_Given exercise:_ Please give these records again with every "sand" replaced by "gravel", changing nothing else and leaving the pictures out.
========================
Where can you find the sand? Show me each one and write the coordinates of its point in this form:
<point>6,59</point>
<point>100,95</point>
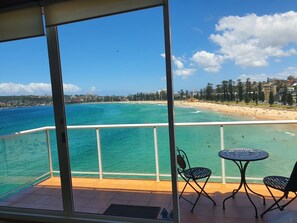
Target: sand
<point>253,112</point>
========================
_Reply to the exercise:_
Where can you find the gravel? Show me each one and write the coordinates of its point in this form:
<point>6,59</point>
<point>100,95</point>
Target: gravel
<point>253,112</point>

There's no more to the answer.